▶ [Página]
———
Mesmo que Biden seja capaz de superar a pressão dos militares, da CIA e do Congresso para fechar Guantánamo, a justiça ainda estará ausente.
Mesmo que Biden seja capaz de superar a pressão dos militares, da CIA e do Congresso para fechar Guantánamo, a justiça ainda estará ausente. Por Ramzy Baroud | Mintpress News – Tradução de Pedro Marin para a Revista Opera
(Foto: Justin Norman)

“Esse é certamente nosso objetivo e nossa intenção.” Esta foi a resposta evasiva dada pela secretária de imprensa da Casa Branca, Jen Psaki, quando, em 12 de fevereiro, um repórter perguntou a ela se o novo governo de Joe Biden pretende fechar a notória prisão da Baía de Guantánamo até o fim do primeiro mandato do presidente.

A resposta de Psaki pode ter parecido tranquilizadora no sentido de que o sofrimento indescritível experimentado por centenas de homens neste gulag americano – muitos dos quais eram certamente inocentes – estaria finalmente chegando ao fim. No entanto, considerando a história de Guantánamo e a trilha de promessas quebradas pelo governo Barack Obama, a promessa do novo governo não é nada encorajadora.
———
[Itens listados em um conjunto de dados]
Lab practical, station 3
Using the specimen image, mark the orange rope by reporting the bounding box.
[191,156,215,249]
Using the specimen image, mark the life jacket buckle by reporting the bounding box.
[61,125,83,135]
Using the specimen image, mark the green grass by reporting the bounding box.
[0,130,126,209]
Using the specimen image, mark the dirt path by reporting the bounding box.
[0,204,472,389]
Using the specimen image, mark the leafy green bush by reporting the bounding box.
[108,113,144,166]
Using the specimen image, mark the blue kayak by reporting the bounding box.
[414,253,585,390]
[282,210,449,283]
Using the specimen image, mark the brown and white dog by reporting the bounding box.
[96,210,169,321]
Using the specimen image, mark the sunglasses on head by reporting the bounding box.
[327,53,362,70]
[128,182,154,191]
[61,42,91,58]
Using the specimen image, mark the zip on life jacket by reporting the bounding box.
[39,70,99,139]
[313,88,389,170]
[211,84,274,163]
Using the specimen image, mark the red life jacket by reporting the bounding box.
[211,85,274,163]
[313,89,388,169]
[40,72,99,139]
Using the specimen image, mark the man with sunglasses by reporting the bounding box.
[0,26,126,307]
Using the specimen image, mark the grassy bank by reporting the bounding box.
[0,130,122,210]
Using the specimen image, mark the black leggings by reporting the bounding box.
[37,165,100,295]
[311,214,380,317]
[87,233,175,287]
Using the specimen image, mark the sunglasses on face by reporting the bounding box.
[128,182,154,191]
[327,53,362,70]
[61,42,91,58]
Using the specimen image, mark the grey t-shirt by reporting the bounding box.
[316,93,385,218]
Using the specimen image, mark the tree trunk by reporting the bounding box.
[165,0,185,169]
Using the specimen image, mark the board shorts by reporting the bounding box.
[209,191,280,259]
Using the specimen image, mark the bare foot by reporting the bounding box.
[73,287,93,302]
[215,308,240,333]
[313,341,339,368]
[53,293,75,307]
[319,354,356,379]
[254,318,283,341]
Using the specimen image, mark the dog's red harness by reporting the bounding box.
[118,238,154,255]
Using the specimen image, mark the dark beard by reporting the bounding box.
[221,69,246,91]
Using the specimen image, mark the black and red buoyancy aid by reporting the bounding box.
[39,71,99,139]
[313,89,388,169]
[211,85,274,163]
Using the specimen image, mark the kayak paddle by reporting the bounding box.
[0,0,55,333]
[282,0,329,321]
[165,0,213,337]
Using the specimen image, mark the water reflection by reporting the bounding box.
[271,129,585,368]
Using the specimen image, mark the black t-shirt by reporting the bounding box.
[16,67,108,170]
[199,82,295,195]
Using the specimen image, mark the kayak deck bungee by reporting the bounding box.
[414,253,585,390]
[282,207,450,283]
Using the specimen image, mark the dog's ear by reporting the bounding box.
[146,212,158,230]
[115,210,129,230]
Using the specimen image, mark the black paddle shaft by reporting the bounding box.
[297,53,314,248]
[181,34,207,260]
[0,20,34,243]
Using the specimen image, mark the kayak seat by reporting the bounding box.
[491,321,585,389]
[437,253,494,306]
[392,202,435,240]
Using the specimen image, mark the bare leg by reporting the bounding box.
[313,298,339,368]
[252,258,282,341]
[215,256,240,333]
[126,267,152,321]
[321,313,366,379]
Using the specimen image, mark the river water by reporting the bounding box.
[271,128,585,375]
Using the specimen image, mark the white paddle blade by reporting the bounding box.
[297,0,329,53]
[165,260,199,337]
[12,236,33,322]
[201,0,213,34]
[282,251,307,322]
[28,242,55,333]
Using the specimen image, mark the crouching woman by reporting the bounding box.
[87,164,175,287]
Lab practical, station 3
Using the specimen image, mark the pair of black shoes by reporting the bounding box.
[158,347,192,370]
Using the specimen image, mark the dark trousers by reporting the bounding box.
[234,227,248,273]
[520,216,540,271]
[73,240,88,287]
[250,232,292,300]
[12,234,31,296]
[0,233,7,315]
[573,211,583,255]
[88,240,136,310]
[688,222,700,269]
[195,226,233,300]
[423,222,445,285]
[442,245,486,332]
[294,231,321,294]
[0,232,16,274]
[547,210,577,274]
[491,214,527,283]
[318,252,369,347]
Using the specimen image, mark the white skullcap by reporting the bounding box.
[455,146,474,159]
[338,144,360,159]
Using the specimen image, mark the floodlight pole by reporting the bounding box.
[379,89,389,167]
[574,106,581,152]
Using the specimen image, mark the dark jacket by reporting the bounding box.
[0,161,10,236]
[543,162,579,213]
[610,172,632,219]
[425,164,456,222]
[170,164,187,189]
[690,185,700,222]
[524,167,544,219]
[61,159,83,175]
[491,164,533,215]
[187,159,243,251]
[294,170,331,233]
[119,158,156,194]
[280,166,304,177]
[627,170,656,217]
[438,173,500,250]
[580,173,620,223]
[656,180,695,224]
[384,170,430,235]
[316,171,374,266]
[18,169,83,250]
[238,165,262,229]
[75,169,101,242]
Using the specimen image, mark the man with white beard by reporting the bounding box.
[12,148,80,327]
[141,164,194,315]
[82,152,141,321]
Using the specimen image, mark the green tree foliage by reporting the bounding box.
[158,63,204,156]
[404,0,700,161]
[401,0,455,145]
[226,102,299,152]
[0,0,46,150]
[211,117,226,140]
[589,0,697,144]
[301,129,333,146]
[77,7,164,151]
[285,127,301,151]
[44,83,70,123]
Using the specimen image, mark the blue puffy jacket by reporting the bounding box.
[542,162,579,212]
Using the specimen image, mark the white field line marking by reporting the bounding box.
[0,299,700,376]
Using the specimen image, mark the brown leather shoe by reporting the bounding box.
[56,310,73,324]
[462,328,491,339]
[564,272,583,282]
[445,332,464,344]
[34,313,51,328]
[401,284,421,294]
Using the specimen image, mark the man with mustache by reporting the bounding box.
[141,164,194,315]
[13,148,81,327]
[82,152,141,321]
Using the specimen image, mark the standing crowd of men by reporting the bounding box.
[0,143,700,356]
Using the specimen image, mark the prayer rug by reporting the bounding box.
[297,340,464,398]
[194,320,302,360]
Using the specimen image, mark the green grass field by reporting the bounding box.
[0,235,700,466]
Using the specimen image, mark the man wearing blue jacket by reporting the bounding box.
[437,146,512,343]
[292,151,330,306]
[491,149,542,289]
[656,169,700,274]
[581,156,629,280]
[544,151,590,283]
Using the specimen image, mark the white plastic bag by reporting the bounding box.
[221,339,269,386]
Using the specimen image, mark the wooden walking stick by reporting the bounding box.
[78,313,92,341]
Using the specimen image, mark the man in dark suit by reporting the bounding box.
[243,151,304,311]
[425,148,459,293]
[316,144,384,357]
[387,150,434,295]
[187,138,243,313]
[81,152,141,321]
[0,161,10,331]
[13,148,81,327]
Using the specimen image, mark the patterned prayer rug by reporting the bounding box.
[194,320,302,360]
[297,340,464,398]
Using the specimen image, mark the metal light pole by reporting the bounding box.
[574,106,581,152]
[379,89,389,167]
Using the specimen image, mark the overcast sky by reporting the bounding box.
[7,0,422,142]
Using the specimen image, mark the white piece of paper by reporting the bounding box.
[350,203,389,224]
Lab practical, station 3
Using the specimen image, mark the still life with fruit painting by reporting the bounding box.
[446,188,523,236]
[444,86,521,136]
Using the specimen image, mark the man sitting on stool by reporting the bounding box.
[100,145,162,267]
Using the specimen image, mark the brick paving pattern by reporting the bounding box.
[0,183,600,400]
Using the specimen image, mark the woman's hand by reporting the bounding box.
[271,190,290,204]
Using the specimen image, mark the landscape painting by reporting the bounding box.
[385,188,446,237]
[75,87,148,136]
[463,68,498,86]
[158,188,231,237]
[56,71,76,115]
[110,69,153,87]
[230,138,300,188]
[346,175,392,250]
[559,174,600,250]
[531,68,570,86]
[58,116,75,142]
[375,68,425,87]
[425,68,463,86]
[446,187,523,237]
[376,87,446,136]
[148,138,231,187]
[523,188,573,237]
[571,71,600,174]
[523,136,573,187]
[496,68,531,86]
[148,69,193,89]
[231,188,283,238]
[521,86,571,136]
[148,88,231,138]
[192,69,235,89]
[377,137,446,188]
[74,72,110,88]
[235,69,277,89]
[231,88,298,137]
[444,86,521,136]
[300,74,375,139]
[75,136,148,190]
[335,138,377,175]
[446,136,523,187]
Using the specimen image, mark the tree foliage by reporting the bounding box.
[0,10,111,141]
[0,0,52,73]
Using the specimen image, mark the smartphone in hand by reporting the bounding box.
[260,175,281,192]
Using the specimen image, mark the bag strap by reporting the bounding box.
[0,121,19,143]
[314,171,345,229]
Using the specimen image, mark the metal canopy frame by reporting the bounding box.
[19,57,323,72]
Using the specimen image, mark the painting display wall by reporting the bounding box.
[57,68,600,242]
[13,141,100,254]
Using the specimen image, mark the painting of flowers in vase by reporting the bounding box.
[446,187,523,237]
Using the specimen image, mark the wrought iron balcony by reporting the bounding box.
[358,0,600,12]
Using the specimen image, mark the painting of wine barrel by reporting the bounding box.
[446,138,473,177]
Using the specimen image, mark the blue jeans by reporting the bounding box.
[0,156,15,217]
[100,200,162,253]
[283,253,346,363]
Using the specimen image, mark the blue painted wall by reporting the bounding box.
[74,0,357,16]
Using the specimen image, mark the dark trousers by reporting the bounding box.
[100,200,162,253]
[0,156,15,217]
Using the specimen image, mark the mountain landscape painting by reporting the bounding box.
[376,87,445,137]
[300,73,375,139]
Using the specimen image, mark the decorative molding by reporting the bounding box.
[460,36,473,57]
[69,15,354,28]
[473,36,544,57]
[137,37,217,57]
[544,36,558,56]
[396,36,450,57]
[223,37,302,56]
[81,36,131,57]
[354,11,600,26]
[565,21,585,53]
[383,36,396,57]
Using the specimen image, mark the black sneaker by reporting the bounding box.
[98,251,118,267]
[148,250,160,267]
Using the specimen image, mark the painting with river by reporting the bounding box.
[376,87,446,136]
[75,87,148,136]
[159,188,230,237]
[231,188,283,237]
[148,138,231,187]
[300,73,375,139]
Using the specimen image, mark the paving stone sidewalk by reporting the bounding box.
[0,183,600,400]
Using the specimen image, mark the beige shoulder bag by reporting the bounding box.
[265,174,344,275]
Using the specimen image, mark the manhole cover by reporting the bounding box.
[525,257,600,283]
———
▶ [Exercícios]
a – No texto sobre a prisão de Guantánamo, em que data um repórter perguntou a Jen Psaki se o governo Biden pretende fechar a prisão?
b – Retome o texto sobre a prisão de Guantánamo a partir do ponto em que ele termina.

▶ [Respostas em ordem]
a – Em 12 de fevereiro.

b –
Compare a nova linguagem com as diatribes apaixonadas de Obama sobre humanidade, justiça e valores americanos, que ele utilizou sempre que falava de Guantánamo. “Gitmo se tornou um símbolo em todo o mundo para uma América que desrespeita o estado de direito”, disse Obama em um discurso na National Defense University em maio de 2013.

Apaixonado por cada palavra sua, o público aplaudiu Obama com entusiasmo. Quando fez esse discurso em particular, Obama estava cumprindo seu segundo mandato. Ele já havia tido ampla oportunidade de fechar a prisão que funcionava sem monitoramento internacional e totalmente fora dos domínios das leis internacionais e dos Estados Unidos.

Obama provavelmente será lembrado por suas palavras, não por suas ações. Ele não apenas falhou em fechar a prisão erguida por seu antecessor, George W. Bush, em 2002, como a indústria de Guantánamo também continuou a prosperar durante seus mandatos. Por exemplo, em seu discurso, Obama fez referência ao alto custo de “cento e cinquenta milhões de dólares por ano para prender 166 pessoas”. De acordo com a New Yorker, em reportagem de 2016, o orçamento de Guantánamo havia se transformado em “445 milhões [de dólares] no ano passado”, quando Obama ainda estava no cargo.

No entanto, à medida que o orçamento crescia aos trancos e barrancos, o número de prisioneiros de Guantánamo diminuía. Atualmente, existem apenas 40 prisioneiros ainda residindo naquele enorme edifício de metal, concreto e arame farpado localizado na ponta leste de Cuba, construído sobre um pedaço de terreno “arrendado” pelos EUA em 1903.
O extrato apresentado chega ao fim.